Data extracted from a collection:
|---|
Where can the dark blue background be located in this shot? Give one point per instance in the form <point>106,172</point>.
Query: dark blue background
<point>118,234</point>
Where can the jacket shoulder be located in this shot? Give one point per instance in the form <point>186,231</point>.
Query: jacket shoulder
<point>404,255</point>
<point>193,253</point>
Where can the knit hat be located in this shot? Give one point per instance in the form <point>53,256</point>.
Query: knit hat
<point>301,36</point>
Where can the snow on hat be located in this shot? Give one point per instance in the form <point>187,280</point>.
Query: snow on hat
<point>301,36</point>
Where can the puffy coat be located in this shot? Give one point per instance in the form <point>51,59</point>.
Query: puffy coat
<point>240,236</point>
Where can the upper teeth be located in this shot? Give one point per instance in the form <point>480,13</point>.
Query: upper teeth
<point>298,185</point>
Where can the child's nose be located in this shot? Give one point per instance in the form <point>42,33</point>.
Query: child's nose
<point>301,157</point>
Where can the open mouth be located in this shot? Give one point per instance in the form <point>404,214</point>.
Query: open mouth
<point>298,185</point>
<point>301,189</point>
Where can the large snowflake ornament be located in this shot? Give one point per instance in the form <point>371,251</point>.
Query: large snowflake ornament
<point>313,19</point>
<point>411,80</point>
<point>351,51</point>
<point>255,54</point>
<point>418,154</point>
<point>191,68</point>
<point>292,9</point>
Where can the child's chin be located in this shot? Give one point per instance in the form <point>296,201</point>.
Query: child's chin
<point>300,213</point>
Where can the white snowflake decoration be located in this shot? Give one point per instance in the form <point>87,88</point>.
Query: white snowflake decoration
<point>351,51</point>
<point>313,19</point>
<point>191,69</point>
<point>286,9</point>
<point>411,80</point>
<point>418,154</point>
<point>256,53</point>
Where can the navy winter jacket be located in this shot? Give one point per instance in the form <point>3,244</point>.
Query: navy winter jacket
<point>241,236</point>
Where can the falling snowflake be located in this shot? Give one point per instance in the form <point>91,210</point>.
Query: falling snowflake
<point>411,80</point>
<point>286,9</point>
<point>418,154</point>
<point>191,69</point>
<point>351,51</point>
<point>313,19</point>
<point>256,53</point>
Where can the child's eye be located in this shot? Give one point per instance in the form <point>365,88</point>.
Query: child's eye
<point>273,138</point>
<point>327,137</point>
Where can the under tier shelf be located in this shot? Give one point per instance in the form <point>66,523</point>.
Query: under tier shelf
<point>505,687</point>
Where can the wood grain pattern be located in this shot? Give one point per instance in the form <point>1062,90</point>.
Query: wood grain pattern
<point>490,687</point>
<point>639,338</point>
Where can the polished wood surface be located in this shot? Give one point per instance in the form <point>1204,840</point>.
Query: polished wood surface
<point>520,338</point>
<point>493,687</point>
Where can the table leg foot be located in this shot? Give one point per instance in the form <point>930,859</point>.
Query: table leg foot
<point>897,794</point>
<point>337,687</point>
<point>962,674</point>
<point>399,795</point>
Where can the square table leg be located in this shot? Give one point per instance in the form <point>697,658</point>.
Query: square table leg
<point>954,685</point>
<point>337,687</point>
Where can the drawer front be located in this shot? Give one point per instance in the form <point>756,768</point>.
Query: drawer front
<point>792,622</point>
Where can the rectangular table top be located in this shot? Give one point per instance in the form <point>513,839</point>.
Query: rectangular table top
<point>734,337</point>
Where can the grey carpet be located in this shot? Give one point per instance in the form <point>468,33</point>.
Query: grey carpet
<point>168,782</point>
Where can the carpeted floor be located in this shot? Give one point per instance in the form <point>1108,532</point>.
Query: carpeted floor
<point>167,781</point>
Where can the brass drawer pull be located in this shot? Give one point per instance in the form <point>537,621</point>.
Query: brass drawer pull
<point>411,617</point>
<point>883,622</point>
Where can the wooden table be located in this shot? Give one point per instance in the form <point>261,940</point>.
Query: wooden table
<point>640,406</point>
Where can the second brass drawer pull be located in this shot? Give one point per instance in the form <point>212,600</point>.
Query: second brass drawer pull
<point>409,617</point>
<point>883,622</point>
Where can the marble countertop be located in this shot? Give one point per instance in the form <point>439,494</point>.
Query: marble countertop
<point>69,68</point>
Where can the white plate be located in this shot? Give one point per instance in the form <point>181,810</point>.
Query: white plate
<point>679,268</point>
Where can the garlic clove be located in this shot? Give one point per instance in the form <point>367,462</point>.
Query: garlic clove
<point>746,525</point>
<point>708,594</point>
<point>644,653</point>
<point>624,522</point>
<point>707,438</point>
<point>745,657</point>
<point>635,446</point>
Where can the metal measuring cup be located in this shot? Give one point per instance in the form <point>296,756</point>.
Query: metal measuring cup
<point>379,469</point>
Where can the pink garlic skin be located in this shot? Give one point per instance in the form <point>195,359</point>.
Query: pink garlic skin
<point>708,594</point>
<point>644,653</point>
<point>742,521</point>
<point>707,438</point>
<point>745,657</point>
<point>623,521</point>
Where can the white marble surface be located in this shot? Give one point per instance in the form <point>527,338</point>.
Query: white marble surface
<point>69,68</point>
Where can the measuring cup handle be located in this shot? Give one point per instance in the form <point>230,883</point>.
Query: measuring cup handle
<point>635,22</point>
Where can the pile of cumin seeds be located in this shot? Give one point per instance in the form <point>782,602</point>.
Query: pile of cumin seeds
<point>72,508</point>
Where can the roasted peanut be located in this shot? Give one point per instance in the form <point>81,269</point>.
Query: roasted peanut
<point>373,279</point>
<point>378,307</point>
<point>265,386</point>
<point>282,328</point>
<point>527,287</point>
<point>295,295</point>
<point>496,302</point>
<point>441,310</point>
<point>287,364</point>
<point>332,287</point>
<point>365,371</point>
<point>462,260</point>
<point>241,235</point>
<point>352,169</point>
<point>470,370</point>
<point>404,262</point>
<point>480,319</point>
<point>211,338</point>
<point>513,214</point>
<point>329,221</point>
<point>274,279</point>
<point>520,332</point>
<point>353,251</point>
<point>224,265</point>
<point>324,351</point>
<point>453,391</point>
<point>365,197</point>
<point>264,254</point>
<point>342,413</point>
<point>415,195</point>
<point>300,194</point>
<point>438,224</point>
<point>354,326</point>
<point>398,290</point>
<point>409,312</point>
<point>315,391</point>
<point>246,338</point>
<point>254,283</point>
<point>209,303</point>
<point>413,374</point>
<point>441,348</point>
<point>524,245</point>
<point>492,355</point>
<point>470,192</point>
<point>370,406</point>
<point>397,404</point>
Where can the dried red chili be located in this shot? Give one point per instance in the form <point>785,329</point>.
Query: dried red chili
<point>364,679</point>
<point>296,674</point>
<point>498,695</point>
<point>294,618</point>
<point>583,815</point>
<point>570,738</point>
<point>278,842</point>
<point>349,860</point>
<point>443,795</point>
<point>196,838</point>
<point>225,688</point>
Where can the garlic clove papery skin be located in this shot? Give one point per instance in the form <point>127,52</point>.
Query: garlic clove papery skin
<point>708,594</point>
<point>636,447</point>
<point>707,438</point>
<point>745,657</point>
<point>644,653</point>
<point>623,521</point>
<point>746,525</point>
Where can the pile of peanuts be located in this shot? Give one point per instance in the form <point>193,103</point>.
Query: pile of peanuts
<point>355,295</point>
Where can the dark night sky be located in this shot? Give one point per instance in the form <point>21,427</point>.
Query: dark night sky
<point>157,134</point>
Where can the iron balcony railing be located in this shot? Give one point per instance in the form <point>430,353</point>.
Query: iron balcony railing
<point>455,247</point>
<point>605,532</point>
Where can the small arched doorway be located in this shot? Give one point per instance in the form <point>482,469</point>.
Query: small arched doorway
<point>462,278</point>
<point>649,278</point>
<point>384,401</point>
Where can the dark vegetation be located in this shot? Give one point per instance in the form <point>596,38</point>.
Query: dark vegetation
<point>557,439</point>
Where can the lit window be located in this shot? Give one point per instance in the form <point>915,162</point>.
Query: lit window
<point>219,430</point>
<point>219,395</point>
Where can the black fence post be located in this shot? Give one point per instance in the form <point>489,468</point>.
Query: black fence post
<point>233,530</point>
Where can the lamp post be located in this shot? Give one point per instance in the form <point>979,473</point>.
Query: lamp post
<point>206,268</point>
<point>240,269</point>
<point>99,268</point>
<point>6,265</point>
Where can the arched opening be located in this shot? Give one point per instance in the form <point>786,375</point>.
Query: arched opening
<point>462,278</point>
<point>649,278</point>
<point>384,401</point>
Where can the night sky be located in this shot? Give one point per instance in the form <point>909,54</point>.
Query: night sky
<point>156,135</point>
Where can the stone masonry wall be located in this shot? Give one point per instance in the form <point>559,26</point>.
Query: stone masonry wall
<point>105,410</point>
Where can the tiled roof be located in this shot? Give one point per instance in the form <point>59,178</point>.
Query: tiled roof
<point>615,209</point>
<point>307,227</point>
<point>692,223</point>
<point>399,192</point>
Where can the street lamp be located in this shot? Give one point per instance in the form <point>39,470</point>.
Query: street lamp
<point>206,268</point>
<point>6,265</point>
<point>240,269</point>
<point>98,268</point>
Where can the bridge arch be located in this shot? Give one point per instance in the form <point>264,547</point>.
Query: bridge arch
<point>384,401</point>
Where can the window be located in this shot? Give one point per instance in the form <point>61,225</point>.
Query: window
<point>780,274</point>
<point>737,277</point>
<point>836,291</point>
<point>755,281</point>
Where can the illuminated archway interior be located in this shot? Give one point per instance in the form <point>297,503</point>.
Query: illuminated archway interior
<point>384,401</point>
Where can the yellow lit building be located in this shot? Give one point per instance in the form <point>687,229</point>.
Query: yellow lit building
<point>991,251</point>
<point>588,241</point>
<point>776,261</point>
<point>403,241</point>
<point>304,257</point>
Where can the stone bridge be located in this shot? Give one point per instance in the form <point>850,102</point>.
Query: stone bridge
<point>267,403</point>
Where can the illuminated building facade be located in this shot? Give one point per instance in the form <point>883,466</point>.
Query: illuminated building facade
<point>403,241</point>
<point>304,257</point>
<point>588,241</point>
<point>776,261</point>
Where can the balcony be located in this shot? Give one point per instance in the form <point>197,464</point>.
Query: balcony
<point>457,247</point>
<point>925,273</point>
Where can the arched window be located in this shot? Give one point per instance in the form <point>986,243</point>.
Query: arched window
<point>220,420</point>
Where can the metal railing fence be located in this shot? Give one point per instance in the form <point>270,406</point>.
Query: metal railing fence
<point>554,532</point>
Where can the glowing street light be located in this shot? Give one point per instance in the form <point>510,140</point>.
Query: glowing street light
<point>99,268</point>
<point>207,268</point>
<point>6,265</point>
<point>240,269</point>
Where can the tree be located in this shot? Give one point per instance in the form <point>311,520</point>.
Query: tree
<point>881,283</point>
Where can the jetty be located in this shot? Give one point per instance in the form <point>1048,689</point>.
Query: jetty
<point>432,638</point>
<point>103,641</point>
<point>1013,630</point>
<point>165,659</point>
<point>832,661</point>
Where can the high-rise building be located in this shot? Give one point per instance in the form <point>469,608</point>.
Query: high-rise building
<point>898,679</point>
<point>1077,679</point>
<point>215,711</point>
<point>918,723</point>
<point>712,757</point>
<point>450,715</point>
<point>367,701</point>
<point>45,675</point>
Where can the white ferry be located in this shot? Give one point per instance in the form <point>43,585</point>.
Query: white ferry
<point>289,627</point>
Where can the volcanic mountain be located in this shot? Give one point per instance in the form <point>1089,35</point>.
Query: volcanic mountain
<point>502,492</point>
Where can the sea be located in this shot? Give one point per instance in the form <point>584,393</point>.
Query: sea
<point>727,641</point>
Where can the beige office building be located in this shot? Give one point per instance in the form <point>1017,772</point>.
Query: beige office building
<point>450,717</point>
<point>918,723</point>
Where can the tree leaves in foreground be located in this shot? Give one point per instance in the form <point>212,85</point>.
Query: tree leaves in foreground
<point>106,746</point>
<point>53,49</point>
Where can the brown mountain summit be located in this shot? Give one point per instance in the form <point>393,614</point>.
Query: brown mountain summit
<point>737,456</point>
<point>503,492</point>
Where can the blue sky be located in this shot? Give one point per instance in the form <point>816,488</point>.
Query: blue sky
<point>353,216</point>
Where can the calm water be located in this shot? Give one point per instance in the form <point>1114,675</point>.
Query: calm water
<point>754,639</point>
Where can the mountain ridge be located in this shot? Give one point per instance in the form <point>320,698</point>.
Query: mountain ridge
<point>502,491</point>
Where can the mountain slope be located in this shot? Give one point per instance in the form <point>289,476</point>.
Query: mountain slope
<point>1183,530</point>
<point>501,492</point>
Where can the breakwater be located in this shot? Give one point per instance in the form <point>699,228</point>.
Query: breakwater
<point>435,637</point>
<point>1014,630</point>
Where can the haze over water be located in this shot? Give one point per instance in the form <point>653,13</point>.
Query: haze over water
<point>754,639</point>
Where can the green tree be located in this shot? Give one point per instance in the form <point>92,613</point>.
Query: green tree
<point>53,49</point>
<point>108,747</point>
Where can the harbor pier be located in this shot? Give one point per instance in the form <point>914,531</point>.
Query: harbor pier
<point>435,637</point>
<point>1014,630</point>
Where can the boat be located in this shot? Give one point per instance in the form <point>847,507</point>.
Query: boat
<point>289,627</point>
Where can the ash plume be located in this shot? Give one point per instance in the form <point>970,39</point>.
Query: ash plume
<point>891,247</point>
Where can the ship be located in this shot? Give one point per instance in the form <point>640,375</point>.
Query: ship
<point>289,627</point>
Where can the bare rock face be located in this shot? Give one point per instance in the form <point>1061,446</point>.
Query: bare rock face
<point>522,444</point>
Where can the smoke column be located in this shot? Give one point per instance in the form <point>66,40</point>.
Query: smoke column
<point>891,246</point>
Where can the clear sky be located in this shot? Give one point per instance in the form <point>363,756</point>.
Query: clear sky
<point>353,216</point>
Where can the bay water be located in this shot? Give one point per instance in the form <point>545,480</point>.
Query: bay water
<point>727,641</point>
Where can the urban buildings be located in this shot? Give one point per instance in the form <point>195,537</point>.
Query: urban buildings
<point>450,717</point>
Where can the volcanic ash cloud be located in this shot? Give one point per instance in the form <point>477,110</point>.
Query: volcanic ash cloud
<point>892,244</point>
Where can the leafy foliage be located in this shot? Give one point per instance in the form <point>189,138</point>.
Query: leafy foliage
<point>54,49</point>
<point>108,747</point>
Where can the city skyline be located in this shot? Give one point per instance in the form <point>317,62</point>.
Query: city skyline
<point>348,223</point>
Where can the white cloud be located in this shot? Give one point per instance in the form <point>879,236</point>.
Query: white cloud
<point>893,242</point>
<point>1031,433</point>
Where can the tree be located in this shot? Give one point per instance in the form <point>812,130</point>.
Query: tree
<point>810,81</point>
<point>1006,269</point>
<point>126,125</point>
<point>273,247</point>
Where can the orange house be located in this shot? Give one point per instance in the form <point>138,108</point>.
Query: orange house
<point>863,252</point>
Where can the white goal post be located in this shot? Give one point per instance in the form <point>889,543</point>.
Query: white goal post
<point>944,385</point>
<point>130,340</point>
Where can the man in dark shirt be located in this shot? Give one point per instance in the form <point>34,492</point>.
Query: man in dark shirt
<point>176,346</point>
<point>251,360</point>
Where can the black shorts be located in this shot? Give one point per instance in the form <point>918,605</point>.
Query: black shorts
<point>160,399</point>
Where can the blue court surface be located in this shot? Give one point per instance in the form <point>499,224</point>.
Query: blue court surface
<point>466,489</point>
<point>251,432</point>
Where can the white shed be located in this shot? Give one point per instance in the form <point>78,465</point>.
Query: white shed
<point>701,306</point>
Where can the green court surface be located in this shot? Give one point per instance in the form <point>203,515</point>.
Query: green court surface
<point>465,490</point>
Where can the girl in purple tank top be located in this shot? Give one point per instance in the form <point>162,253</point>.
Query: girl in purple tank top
|---|
[Task objective] Show the lines in the entries above that include the string "tank".

[Answer section]
Where can the girl in purple tank top be located in this shot? Give one point per instance in the form <point>162,253</point>.
Query: girl in purple tank top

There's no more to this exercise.